------ Selection ------
April 15, Bloom Day

After our unseasonably warm early spring, we returned to some frosty days (and nights).  Some early risers got nipped.   The Dutchman’s Pipe lost some new foliage, but it will bounce back with a vengeance.  I’m not sure about the old cherry tree.  It’s too soon to tell whether the frost killed a lot of “cherry hope.”  But things are still ahead of schedule, so April’s Bloom Day is bountiful compared to last year’s.  A year ago, only the heather and a few brave violets were blooming.

The old cherry tree hanging onto some blossoms after several frosts

The heather still gets the early bloomer prize.  But the brunnera macrophylla are blooming, too.

Looking Glass Brunner (brunner macrophylla 'Looking Glass') and lots of maple seedlings

There are a few white daffodils, planted last fall, that are hanging on, but the early spring woke them up far sooner than I anticipated.

White Daffodill

Bleeding Heart (Dicentra)

Also  blooming are the Bleeding Heart.  They look like little Christmas ornaments.

Bleeding Heart

I’m not sure why I don’t have more Esther Staley French lilac blooms, but the three lilacs I planted in that area never seem to do as well as I would like them to.  The President Grevy French Lilac only got one bloom last summer.  It’s a later bloomer and I can’t tell yet whether it liked the pruning I gave it last summer.  The  Mme LeMoine French Lilic is doing ok, but I count only about 10 blooms.  The James McFarlane lilacs continue to do great, though.  And they are just starting to bud out.

The new trellis now stands at the entrance to the Secret Garden.  I’m hoping the clematis bounces back and covers it by the end of the summer.

New trellis entrance to the Secret Garden

Bloom Day, Sept. 15, 2011

The male yellow finches have begun to shed their brilliant yellow plumage in favor of their winter wear.  Temperatures this morning hovered around 40 F.  A few timid leaves have started to give up their green and the bald cypress in the front yard is trying to decide when it should turn bronze.  Fall is here, if not officially, then spiritually.
------ Rows ------
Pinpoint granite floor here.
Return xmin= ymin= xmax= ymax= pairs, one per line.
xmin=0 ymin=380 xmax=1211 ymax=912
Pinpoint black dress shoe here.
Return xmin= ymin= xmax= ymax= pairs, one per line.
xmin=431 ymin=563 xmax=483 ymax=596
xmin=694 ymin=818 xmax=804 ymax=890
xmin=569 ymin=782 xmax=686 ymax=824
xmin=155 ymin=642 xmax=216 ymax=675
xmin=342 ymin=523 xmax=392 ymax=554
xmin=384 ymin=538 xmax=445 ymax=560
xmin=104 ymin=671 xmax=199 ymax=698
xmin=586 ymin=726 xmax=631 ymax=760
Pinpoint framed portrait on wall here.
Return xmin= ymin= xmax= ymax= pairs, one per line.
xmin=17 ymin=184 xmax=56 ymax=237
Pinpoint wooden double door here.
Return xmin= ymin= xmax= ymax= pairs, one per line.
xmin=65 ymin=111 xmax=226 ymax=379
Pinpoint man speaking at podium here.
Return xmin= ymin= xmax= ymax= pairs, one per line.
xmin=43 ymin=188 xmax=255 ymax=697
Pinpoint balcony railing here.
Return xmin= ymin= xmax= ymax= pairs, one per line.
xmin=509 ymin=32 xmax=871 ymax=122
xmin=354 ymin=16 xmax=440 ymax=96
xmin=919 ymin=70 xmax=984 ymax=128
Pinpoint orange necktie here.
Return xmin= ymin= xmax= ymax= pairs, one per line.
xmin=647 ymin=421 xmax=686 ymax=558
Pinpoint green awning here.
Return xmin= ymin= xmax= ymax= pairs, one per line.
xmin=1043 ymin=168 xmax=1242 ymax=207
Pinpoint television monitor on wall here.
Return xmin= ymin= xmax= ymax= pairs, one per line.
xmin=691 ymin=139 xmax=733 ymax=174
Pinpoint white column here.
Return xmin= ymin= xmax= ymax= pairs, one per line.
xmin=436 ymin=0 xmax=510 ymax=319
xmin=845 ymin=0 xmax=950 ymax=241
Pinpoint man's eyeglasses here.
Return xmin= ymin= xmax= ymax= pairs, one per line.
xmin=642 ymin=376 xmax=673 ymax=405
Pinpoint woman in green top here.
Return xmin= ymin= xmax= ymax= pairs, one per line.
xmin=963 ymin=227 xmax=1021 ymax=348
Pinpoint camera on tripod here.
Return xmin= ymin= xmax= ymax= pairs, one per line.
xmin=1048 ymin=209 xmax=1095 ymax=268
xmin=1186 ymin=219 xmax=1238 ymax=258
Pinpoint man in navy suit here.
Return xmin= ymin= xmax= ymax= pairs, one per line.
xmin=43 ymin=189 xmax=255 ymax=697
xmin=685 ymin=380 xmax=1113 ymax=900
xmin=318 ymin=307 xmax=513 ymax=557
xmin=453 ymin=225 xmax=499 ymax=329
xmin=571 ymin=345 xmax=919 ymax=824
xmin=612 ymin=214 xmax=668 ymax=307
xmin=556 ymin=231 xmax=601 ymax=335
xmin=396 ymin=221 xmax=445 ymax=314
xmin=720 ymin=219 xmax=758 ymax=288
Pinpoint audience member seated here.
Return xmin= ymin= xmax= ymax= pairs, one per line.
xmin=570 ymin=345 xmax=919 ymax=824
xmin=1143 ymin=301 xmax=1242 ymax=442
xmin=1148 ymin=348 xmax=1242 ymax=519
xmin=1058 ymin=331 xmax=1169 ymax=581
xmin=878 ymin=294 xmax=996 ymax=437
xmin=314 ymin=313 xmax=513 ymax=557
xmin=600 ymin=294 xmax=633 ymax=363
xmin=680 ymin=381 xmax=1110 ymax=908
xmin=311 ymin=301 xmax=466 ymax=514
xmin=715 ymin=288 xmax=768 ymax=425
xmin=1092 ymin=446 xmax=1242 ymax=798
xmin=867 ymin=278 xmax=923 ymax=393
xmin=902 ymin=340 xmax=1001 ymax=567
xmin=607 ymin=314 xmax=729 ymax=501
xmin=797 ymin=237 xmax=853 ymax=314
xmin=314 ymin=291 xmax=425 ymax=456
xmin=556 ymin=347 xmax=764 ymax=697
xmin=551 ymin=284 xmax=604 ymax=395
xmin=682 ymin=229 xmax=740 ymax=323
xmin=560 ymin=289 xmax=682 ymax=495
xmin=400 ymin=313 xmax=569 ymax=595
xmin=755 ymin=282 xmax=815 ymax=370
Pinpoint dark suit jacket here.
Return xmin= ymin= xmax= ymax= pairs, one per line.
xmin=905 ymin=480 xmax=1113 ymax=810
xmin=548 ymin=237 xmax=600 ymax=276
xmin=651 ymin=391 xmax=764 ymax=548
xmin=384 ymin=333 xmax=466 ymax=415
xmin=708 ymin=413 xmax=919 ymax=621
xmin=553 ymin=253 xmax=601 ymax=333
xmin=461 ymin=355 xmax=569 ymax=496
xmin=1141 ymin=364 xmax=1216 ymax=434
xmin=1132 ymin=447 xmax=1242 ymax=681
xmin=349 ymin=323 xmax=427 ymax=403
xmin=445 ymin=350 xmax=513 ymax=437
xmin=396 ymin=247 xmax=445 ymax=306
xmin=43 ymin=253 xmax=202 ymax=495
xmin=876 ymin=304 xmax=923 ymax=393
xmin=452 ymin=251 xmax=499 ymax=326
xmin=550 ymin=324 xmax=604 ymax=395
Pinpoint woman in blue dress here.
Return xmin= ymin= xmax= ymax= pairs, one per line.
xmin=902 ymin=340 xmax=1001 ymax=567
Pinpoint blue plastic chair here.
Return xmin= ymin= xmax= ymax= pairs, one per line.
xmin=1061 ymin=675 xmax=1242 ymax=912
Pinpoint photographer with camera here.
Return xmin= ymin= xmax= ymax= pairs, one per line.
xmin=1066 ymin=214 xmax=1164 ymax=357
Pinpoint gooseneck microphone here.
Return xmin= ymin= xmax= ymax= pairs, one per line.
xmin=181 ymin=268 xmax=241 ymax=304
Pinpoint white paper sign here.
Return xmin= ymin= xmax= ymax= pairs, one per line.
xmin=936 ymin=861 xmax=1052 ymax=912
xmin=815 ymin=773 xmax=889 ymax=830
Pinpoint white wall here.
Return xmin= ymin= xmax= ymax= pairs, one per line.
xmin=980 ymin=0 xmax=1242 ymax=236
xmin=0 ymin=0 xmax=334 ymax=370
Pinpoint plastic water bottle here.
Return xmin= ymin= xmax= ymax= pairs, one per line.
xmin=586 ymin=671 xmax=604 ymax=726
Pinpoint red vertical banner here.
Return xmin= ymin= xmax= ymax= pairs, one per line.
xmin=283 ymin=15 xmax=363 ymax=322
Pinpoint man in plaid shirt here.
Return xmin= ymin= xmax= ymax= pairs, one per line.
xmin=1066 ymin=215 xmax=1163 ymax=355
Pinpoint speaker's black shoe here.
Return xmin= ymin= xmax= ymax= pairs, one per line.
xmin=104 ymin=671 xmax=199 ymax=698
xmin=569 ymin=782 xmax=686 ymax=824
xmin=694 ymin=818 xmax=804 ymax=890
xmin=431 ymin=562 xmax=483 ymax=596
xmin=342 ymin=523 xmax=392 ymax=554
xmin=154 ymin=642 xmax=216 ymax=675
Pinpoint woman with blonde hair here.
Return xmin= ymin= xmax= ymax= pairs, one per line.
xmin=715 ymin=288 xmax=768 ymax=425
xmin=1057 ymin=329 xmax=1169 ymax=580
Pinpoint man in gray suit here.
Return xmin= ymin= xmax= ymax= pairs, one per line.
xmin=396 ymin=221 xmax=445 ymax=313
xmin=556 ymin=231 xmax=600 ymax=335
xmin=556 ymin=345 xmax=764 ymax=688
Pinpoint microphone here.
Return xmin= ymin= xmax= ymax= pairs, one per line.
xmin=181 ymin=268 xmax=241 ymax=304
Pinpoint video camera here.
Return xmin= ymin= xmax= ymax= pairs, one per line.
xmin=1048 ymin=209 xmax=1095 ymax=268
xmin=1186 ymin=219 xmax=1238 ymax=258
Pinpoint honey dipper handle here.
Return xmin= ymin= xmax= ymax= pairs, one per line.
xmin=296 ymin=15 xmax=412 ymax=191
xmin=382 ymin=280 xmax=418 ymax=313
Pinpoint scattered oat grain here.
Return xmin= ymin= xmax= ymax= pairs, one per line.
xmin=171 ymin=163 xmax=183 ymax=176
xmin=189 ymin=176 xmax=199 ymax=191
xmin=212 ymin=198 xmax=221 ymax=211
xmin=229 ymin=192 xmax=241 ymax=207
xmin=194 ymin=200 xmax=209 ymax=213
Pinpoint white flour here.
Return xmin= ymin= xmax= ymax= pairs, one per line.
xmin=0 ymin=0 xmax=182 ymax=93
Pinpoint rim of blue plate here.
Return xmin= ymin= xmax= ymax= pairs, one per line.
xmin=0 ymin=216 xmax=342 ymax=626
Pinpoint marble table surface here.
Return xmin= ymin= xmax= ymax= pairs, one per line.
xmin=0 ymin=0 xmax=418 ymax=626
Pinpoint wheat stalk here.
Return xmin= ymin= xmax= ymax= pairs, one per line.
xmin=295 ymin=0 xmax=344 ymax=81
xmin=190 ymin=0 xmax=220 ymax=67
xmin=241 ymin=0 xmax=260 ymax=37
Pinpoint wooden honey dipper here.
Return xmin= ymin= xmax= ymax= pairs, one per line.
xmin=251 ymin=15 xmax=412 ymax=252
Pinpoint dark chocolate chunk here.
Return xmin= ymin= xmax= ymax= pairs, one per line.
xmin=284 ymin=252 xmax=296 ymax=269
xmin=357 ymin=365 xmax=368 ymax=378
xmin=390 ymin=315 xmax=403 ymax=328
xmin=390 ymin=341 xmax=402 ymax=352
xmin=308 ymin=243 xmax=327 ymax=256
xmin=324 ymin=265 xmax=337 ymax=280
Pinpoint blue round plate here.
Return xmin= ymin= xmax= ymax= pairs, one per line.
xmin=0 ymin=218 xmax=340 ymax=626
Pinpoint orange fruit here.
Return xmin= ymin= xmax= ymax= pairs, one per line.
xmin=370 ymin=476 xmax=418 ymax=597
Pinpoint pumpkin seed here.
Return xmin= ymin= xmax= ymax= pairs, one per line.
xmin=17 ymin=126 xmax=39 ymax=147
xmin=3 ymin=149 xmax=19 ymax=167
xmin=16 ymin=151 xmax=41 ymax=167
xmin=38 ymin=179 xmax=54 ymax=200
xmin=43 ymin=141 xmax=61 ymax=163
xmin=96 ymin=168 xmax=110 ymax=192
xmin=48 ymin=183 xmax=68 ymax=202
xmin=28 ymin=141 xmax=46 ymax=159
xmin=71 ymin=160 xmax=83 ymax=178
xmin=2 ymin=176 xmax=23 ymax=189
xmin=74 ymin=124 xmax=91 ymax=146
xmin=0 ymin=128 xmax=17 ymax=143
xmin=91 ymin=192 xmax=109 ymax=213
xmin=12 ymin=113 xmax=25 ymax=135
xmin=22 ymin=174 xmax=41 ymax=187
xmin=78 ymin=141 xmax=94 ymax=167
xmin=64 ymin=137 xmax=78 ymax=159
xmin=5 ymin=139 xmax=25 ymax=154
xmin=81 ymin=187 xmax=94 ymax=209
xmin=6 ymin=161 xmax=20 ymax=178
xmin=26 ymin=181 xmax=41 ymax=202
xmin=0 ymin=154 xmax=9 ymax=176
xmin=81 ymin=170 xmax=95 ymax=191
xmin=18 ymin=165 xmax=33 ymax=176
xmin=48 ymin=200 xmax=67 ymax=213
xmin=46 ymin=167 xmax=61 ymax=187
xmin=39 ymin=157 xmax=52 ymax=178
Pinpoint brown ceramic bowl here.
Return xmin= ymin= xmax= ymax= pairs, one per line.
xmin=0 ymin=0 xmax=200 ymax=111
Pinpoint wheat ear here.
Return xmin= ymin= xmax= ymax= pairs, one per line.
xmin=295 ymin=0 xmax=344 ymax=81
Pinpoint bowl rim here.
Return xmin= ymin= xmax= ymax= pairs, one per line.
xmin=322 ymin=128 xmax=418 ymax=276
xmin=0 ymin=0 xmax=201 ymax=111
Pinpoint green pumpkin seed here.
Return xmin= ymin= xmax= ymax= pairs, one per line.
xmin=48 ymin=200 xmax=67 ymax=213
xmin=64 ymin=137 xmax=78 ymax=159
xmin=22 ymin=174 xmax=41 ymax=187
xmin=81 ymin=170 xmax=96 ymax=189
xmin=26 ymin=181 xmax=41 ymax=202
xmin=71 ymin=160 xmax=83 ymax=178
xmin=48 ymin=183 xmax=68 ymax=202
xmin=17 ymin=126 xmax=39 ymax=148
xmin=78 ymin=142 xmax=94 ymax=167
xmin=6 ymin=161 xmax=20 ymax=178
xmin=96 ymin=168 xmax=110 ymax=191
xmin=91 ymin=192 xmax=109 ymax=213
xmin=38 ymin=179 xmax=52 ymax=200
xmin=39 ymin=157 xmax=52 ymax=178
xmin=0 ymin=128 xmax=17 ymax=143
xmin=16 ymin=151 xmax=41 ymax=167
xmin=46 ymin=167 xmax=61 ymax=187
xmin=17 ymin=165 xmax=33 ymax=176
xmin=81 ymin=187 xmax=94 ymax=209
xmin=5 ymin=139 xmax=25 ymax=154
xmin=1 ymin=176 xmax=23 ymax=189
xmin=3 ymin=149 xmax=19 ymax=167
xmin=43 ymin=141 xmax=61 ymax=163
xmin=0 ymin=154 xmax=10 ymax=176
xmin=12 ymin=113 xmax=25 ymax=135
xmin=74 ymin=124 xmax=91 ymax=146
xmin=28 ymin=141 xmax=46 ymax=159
------
Set task
Write the next part of the Bloom Day garden journal, picking up right after its final sentence.

The response
Below are today’s bloomin’ stars.

Julia Child Rose

New This Season, Sweet Autumn Clematis and Delphinium Against the West Fence in Lower Garden

Limelight Hydrangea Gets Ready for Winter Bouquets

Honorine Joubert Anemone

A Couple of Volunteer Sun Flowers Left By the Birds, And White Carpet Rose

Rose of Sharon Buds Catch the Morning Sun


Potted Mums and Geraniums in Entrance Garden

The Morning Sun Catches Sweet Autumn Clematis

Bloom Day, July 15, 2011

It’s been a day!  A friend and I launched Cookies and Hostas today at Grand Rapid’s Fulton Street Market.  We had hostas and other perennials from our gardens and I baked buckets of cookies to sell.  This idea began back in a blustery March when snow still hid our gardens and my friend pointed out that between the two of us, we probably had enough hostas to divide and sell.  And because I AM the cookie lady, another friend suggested we sell cookies and hostas.  Hence the name.  My friend sold several hostas.  I, on the other hand, sold tons of cookies.  I sold out of the red velvet cookies first.  The oatmeal cherry pecans were popular all day and I only had broken cookies by the time we packed up.  The oatmeal cherry chocolate chip were pretty popular, too.  My friend will be out of town next week, but I’m going back with more cookies.  It means I have to prepare them in a licensed kitchen, but I have access to one and will do a marathon baking session.

But today is also Bloom Day, and the garden is, indeed, blooming.  Below are pictures of most of the blooms.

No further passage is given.